* Tasks to complete *
**1)** In the Bank of England live blog, how much debt does Dave Ramsden say the UK's debt management office is issuing this year?
**2)** Write out part of the Bank of England live blog word for word. Begin at the words "Asked why the" and stop after "following the pandemic.".
**3)** Write what comes next in the Bank of England live blog, picking up after its last line.

* Source passage *
--------------------------------
Bank of England denies causing double-digit inflation through QE bond-buying – business live

Bailey: BoE’s balance sheet won’t return to pre-crisis levels

Bank of England governor Andrew Bailey tells MPs that he does not believe the Bank’s balance sheet will return to its levels before the financial crisis, even once it has conducted its quantitative tightening (QT) programme.

Treasury Committee chair Harriett Baldwin asks Bailey why the BoE decided last September to embark on QT – the process of cutting its holdings of government bonds bought since the 2008 crisis.

[Reminder: the BoE had bought almost £900bn of UK gilts, in one programme launched after the collapse of Lehman Brothers, and a second after the pandemic].

Bailey explains that the Bank wants to adjust its balance sheet so that it has headroom to do whatever it might need to do in the future. It does not want its balance sheet to simply get larger after every economic shock.

But, the governor insists he does not “envisage” the BoE’s balance sheet returning to where it was before the financial crisis.

The key reason is that QE has created a stock of cash reserves owned by commercial banks which sits on the liability side of the BoE’s balance sheet.

There is “no question” that the banks will need to hold larger cash reserves to ensure prudential stability, and the UK is not alone in this, Bailey explains.

Ramsden: Gilt market turmoil after mini-budget may not have abated

Bank of England deputy governor Dave Ramsden then tells MPs that investors think Britain has a bigger inflation problem than the United States.

That, he tells the Treasury Committee, explains why British government bond yields have risen by more than their US counterparts.

Asked why the spread between interest rates on UK gilts and German bunds, and US Treasury bills, has widened, Ramsden explains:

“My take on this is that there is more of a concern about persistence of inflation (in Britain) and therefore an expectation that our short-term (interest) rate – set by us – will be higher. That feeds through into yields.”

Ramsden also told the Treasury Committee that expectations of US monetary policy have also changed, with the markets starting to anticipate possible cuts by the US Federal Reserve due to problems in the US banking sector.

Ramsden also reminds Conservative MP Andrea Leadsom that high UK borrowing is amother important factor influencing bond yields. The UK’s debt management office is issuing £243bn of debt this year, up from £125bn, he says, due to the fiscal interventions following the pandemic.

Thirdly, Ramsden suggests that the chaos following last September’s mini-budget is still a factor, given the turmoil in the liability driven investment (LDI) pension market caused by the jump in bond yields.

He says:

The third factor which may explain some of those yield differentials is that there may be a bit of a risk premium, or liquidity premium, following on from the LDI episode.

It may be that some of the pension funds and the like have not come back as fully into the market or they’re still adjusting, so you don’t have the same demand for some of those longer term gilts as you had in the past.

That means that the price of them may be lower than it might otherwise be, so the yield is higher.

Q: If monetary policy acts with a lag, as you argue, why is the Bank continuing to raise interest rates when inflation is expected to fall?

That’s a question we spend hours discussing, Ben Broadbent smiles, and there’s a “range of views”.
--------------------------------
[Collected data entries]
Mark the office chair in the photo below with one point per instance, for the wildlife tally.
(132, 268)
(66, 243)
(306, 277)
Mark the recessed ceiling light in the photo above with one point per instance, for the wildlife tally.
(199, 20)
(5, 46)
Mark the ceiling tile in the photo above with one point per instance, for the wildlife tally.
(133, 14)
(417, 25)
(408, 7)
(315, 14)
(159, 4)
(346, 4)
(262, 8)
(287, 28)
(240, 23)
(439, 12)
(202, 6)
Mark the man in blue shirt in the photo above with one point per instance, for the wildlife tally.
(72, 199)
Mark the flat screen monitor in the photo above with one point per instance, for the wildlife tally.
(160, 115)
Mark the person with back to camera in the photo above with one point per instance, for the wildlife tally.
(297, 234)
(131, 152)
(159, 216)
--------------------------------
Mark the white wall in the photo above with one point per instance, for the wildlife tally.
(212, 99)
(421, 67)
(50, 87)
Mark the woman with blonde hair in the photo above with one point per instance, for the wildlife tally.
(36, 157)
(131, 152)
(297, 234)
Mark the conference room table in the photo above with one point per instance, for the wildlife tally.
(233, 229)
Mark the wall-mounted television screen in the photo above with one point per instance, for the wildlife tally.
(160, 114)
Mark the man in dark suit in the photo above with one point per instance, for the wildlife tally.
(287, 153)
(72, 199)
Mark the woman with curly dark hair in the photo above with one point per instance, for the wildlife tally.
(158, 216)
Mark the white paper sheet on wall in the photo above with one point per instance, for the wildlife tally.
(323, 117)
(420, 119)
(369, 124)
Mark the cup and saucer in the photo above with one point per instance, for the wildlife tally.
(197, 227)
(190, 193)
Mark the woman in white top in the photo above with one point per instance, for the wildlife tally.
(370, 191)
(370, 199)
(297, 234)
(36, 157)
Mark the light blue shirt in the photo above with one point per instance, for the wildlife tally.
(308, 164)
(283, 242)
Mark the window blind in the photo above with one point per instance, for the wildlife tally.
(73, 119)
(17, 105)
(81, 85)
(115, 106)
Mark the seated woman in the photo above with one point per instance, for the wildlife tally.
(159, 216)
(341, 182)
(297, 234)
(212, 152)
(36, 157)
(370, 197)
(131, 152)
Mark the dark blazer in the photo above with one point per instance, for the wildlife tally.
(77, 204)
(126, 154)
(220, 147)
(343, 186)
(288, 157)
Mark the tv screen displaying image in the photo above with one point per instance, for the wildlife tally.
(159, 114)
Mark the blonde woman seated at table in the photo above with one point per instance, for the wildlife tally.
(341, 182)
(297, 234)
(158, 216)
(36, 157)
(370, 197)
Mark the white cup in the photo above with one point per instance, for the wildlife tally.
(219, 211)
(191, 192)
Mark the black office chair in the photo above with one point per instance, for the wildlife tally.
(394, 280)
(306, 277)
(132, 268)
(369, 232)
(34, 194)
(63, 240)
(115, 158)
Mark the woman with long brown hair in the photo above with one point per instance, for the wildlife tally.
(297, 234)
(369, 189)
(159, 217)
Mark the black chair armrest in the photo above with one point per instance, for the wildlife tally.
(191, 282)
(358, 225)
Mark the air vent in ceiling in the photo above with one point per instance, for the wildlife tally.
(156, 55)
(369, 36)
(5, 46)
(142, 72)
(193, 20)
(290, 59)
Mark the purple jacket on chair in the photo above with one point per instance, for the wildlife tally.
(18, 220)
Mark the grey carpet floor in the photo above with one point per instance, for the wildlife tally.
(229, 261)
--------------------------------
* Your written answers *
**1)** £243bn, up from £125bn.

**2)**
Asked why the spread between interest rates on UK gilts and German bunds, and US Treasury bills, has widened, Ramsden explains:

“My take on this is that there is more of a concern about persistence of inflation (in Britain) and therefore an expectation that our short-term (interest) rate – set by us – will be higher. That feeds through into yields.”

Ramsden also told the Treasury Committee that expectations of US monetary policy have also changed, with the markets starting to anticipate possible cuts by the US Federal Reserve due to problems in the US banking sector.

Ramsden also reminds Conservative MP Andrea Leadsom that high UK borrowing is amother important factor influencing bond yields. The UK’s debt management office is issuing £243bn of debt this year, up from £125bn, he says, due to the fiscal interventions following the pandemic.

**3)**
The issue is how long the ‘second-round effects’ of inflation, on wages and prices, lingers, as an interest rise today will have little impact by the end of 2023.

These rate increases are “causing more pain to people out there”, says John Baron MP (who had just been arguing that rates should have been raised faster).

Broadbent explains that the Bank’s forecasts are conditional on the markets’ interest rate forecasts. So if rates were cut further, inflation would be higher….

Governor Andrew Bailey says the Bank shares Baron’s concerns that inflation could be stickier than hoped, which is one reason it raised interest rates again this month, to 4.5%.

The committee will return to this issue at another session next week.

John Baron MP shoots back that central banks, such as the Bank of England, were behind the curve in waking up to rising inflation.

Had the Bank been more proactive, there might be less pain for people today, Baron suggests.

Q: A month before Ukraine, inflation was on a sharp trajectory higher at 6%, interest rates were 0.5%. Wasn’t that a woeful neglect of duty?

Deputy governor Ben Broadbent point out that interest rates were low for a decade without causing a rise in inflation.

There’s a distinction between causing an inflation shock, and being slow to respond to one, Broadbent insists, pointing to the enormous economic shocks from the pandemic and the Ukraine war.

He explains to the committee how the pandemic led to a shift in demand for goods, globally, pushing up prices.

The key question was how long that would last for – the Bank’s MPC judged that if this demand, and disruption, was caused by the pandemic, then the end of the pandemic would bring it down.

That wasn’t a terrible judgement, Broadbent insists, pointing out that the price of computer chips and lumber has dropped as expected. However, the China lockdown did last longer than expected.

Broadbent explains:

You always have to look forward and ask yourself, how long will this continue?

Baron isn’t convinced, saying it was “quite evident” that inflation, even before Ukraine, would not fall away significantly.

Broadbent disputes it, citing consensus forecasts at the time were that inflation would come down.

“Ah, consensus forecasts…”, says Baron dismissively.

Broadbent point out that these 30 forecasts are from people who spend their lifetime doing this work.

BoE denies QE to blame for UK double-digit inflation

Back at Threadneedle Street, the Bank of England is rejecting claims that its quantitative easing bond-buying programme is responsible for the UK’s cost of living crisis.

Conservative MP John Baron asks the BoE top brass about the link between QE and the UK’s bout of double-digit inflation.

Q: You announced a large expansion of QE in 2020. Was it simply a coincidence that inflation rose from 0.3% in 2020 when you launched your final tranche of QE to over 5% by the end of 2021?

Governor Andrew Bailey points out that the UK economy has been hit by several shocks, including the Covid-19 supply chain shock and the Ukraine war. They both drove up inflation, and aren’t to do with QT.

Bailey tells the Treasury Committee that the UK has not seen a strong recovery in demand since the pandemic, which indicates that QE is not the cause of inflation.

Baron points out that UK inflation was running at 6% before the invasion of Ukraine in February 2022, so “we were already on a steep trajectory”.

Bailey agrees, but says the Bank was weighing up whether the inflationary shock from Covid-19 would be transitory, or not.

If the only shock that the world had experienced was that one [the Covid-19 supply chain disruption] then I think the evidence now suggests it had a limited time period.

Unfortunately, of course, Ukraine came along, and there was no gap between these shocks.

As such, Bailey says we can’t use the word “transitory” to describe these shocks.

Deputy governor Ben Broadbent points out that the UK had 10 years of QE without an inflation problem, or strong money growth, as did other regions such as the US and the eurozone [he outlined this in a detailed speech last month].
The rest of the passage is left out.